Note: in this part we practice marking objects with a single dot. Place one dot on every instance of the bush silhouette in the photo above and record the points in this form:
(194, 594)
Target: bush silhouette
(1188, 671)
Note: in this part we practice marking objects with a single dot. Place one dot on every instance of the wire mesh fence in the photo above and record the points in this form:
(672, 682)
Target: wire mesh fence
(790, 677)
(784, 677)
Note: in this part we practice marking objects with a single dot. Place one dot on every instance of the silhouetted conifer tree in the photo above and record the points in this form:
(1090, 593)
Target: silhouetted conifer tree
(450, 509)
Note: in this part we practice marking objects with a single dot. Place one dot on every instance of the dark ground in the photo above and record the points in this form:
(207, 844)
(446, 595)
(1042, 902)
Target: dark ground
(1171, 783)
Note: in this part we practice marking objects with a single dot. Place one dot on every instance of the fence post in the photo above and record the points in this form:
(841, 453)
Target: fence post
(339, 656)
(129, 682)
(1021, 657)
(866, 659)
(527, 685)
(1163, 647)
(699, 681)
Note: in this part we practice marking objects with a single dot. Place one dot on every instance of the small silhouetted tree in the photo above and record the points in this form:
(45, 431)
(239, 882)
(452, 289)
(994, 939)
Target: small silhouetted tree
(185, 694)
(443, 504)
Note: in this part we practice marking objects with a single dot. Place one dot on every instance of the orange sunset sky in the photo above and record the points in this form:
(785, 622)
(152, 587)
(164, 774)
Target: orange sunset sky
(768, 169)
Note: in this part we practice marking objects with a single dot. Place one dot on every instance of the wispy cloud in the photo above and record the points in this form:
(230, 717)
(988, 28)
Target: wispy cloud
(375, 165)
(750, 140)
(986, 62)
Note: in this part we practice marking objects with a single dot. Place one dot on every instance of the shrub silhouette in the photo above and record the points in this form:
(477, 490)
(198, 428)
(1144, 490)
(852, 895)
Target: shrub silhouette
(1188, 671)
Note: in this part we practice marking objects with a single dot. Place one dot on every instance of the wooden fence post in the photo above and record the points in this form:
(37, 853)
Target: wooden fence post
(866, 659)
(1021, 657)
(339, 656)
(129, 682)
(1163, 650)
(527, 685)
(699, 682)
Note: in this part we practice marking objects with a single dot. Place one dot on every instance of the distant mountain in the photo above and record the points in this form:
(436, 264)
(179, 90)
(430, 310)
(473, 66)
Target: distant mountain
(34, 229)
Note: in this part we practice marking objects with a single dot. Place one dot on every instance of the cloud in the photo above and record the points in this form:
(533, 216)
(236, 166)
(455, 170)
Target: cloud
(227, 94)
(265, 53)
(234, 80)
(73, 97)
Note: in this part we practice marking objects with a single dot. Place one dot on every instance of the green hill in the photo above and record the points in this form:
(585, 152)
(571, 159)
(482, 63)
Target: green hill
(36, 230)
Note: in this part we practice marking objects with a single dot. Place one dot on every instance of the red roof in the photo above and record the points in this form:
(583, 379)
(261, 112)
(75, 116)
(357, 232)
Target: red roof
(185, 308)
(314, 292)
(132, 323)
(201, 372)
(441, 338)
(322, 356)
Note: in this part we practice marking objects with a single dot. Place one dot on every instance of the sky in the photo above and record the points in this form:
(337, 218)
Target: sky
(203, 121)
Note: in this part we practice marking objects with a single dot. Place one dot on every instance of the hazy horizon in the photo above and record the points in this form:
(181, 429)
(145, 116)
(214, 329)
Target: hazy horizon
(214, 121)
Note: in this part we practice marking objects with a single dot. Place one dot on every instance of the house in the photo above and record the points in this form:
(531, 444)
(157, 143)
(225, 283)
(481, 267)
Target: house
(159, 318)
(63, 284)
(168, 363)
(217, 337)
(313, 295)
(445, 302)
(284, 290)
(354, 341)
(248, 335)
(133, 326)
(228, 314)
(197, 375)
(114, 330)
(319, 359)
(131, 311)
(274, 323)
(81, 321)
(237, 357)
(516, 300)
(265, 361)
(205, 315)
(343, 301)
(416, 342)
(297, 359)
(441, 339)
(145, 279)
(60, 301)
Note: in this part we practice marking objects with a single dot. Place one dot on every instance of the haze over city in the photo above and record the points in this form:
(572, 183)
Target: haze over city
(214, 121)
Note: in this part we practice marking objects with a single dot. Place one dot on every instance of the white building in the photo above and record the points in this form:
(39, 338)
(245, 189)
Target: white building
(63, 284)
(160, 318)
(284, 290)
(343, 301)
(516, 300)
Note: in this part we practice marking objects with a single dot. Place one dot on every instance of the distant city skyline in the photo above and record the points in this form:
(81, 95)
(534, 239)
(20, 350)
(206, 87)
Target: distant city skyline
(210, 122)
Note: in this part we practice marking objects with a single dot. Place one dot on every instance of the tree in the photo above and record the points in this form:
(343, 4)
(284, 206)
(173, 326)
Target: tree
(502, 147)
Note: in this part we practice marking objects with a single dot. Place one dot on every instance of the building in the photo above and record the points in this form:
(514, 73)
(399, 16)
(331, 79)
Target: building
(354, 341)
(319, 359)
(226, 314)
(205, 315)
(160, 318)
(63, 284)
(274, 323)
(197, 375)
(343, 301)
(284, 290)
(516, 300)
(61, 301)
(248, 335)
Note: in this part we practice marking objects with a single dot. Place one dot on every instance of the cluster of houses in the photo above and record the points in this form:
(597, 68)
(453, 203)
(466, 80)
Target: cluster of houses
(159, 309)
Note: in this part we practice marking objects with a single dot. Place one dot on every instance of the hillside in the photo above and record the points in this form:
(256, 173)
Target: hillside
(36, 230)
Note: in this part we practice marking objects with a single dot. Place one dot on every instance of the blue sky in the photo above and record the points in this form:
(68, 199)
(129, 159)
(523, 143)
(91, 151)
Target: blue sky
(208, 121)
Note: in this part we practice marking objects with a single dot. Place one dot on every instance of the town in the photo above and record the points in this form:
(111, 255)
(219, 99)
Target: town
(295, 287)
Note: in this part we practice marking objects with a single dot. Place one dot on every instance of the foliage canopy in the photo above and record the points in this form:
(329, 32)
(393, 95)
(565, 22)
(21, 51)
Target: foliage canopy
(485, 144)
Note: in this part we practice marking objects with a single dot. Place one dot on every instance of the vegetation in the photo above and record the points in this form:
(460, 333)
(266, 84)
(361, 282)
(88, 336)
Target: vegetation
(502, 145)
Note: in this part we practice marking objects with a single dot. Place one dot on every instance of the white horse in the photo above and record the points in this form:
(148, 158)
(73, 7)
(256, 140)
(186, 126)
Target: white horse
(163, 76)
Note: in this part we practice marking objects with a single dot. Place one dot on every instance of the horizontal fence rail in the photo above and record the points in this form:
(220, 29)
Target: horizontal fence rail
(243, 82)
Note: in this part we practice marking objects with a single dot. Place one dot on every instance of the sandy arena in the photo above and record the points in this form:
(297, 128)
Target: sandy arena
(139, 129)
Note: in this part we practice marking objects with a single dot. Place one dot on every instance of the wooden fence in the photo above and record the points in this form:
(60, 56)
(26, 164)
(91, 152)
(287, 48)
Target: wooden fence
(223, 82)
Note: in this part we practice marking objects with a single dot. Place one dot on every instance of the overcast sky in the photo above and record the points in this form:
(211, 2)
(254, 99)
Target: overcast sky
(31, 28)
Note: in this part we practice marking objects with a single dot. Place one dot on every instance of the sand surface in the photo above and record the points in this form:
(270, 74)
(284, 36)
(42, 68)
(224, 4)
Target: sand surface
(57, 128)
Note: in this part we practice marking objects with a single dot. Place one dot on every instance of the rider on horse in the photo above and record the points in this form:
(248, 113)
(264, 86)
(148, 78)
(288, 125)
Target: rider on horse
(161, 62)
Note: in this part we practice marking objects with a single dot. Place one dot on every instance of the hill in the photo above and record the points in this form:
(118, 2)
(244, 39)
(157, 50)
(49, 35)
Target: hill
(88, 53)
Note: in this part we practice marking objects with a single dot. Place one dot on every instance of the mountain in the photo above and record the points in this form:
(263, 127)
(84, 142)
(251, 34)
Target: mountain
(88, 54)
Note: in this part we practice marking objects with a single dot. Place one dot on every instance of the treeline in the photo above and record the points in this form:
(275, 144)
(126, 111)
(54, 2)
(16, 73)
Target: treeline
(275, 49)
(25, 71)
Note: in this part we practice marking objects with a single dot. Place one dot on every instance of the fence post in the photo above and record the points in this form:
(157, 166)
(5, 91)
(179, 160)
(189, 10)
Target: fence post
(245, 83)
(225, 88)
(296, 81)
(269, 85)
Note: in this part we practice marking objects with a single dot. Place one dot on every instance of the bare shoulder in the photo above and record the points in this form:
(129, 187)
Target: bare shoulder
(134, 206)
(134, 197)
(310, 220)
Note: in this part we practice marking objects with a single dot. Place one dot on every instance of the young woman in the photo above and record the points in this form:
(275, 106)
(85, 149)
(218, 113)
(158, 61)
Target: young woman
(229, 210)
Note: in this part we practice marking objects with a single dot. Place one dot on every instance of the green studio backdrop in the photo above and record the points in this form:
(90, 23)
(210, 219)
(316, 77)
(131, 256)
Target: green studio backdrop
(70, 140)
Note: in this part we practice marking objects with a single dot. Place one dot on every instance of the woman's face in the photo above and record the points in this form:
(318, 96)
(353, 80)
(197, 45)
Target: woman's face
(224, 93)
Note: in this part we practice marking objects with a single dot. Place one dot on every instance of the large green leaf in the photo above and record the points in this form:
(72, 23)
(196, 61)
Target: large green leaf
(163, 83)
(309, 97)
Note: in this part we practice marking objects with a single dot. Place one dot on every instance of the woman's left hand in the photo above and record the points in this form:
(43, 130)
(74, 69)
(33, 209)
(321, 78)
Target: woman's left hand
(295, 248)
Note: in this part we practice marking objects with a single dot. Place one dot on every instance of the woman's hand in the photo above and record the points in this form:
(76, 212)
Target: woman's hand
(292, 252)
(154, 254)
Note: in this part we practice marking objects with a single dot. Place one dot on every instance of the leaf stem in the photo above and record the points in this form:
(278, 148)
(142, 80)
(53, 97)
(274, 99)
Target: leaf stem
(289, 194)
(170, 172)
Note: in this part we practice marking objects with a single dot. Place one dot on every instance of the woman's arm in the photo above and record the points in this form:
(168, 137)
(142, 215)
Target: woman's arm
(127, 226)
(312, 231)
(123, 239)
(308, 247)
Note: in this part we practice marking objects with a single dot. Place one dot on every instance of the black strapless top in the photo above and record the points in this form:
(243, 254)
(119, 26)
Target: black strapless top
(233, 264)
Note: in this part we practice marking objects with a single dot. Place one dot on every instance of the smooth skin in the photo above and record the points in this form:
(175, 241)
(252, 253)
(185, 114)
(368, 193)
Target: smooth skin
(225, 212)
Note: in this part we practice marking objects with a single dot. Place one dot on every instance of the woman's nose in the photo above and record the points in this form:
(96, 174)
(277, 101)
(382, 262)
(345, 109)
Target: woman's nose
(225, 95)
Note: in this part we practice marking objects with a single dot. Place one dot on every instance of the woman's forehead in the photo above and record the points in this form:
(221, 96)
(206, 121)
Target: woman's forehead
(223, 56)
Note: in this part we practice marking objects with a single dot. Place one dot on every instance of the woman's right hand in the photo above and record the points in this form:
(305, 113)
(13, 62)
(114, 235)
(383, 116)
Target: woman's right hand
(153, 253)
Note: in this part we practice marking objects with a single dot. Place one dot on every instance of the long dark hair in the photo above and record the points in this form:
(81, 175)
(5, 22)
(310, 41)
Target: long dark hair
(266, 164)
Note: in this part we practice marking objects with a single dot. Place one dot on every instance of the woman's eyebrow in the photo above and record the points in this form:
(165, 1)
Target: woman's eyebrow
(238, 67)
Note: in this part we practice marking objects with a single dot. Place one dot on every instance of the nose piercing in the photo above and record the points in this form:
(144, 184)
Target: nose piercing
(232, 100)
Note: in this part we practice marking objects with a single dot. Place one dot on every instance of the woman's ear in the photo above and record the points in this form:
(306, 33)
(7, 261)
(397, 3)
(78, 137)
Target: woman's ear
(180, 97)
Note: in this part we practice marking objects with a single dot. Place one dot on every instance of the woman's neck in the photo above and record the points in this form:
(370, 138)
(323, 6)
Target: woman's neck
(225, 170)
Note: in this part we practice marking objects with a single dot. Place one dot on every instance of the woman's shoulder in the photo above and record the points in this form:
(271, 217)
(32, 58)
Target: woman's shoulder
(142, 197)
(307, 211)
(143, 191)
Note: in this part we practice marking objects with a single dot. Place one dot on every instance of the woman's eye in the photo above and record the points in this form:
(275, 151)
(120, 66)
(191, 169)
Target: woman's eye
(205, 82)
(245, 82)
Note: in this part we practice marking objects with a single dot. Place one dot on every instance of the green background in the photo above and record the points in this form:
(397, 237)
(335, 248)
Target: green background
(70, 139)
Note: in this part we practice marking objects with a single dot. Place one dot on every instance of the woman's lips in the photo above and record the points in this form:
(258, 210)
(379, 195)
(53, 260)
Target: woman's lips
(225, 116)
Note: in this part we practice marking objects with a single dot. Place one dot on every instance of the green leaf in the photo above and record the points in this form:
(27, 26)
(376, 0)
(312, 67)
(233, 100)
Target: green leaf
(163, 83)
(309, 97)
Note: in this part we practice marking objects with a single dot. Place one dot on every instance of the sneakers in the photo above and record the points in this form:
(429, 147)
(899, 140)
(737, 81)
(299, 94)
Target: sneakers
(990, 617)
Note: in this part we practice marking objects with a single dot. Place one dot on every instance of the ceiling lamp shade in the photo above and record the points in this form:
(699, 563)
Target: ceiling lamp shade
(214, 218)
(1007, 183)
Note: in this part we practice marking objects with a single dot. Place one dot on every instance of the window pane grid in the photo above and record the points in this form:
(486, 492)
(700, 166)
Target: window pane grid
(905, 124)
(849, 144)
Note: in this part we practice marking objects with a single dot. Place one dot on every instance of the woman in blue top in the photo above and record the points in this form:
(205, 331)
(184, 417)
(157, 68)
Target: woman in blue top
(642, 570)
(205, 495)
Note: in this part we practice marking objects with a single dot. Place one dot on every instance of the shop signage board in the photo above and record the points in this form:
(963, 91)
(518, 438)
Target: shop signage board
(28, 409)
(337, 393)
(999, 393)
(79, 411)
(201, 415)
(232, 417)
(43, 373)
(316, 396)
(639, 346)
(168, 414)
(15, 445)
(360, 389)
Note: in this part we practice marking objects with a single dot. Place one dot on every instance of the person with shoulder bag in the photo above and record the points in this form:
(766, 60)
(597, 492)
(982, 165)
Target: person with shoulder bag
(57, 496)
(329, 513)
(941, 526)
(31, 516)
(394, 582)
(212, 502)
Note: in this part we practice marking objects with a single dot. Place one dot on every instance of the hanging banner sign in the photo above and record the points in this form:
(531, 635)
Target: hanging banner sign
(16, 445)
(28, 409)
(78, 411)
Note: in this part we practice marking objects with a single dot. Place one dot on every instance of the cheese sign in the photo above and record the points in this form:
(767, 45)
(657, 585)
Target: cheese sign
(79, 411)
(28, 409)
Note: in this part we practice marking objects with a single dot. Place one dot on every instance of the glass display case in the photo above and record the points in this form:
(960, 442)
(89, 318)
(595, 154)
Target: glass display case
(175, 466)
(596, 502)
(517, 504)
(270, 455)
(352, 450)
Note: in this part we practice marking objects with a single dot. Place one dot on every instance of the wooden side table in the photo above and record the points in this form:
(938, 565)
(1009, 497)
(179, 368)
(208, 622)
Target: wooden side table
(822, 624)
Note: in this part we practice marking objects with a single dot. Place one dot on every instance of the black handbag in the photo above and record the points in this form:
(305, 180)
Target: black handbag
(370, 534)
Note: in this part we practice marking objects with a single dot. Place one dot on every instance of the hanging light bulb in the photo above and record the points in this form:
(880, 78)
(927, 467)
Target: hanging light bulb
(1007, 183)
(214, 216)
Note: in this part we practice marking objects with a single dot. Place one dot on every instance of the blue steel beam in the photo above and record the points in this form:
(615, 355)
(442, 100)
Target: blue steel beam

========================================

#### What you will do
Return all lines in the data that include the word "beam".

#### Response to this exercise
Note: in this part we practice marking objects with a single dot. Place one dot on every instance of the blue steel beam in the photo above and record the points in this form:
Target: blue steel beam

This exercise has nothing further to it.